## YOUR OBJECTIVE
Reproduce every item below word for word, leaving the pictures out of your answer.

── GIVEN ENTRIES ──

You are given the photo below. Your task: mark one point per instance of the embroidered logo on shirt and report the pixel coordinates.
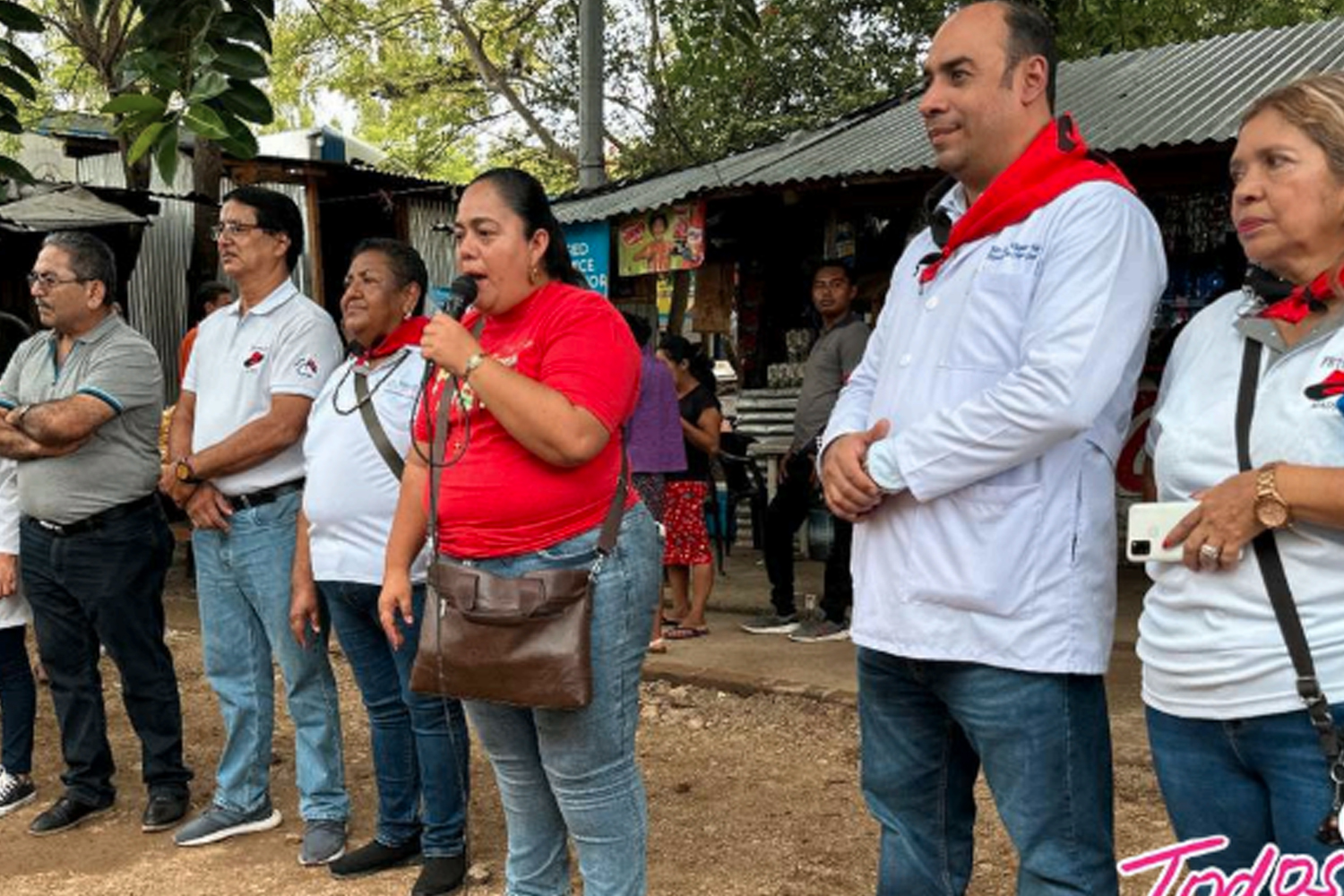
(1331, 387)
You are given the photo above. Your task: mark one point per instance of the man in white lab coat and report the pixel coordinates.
(973, 447)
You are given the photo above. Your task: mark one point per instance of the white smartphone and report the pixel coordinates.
(1150, 525)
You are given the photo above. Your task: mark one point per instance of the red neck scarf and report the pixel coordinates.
(406, 333)
(1055, 161)
(1304, 300)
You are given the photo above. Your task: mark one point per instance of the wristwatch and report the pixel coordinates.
(185, 471)
(1271, 508)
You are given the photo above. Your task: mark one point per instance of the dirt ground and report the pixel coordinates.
(747, 797)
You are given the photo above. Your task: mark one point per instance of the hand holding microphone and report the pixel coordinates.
(446, 343)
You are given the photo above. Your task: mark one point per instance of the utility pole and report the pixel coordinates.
(591, 164)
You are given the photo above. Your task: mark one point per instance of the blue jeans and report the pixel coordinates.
(1255, 780)
(242, 582)
(18, 702)
(1045, 742)
(573, 771)
(105, 586)
(419, 743)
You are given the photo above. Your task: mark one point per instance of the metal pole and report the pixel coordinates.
(591, 166)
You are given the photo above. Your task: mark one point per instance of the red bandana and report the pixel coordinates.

───

## WRITTEN RESPONSE
You are given the photo below. Your task: mark one point per instance of the embroidered logo on shirt and report the pixel coordinates.
(1331, 387)
You are given the photo above. Your task: mark one point per instance of the man in white lab coat and report the pixel coordinates.
(973, 447)
You are given the photo above. Your task: mark one point per instance of the white smartphone and report the pixel coordinates.
(1150, 525)
You are given the photo above. Your task: mark one point per instance of the red neck scarf and report the pixel coordinates.
(406, 333)
(1055, 161)
(1304, 300)
You are given the photo above. Your task: mark one point per instance of the wristwatch and report the pixel coordinates.
(185, 471)
(1271, 508)
You are given the photo above. Your task: mark one point per instance of the dirt ground and report the pixel coordinates.
(747, 797)
You are given the photo above. Your task: mark one point per instance of the hand holding microphone and report the pixel coordinates.
(446, 343)
You are given the photo above. Your task: mark one point per instance of the utility pole and report the pixel coordinates.
(591, 164)
You are given the photo above. Your task: mark one point per instance of the blue jeans and report the pixel coordinates.
(1255, 780)
(242, 582)
(18, 702)
(1045, 742)
(573, 771)
(105, 586)
(419, 743)
You are given the photo above. Your task: mark one point per instance of the metal pole and report the pixel coordinates.
(591, 166)
You are given the photo above. Your task: mark one point per instance of the red bandana and report the pixel coordinates.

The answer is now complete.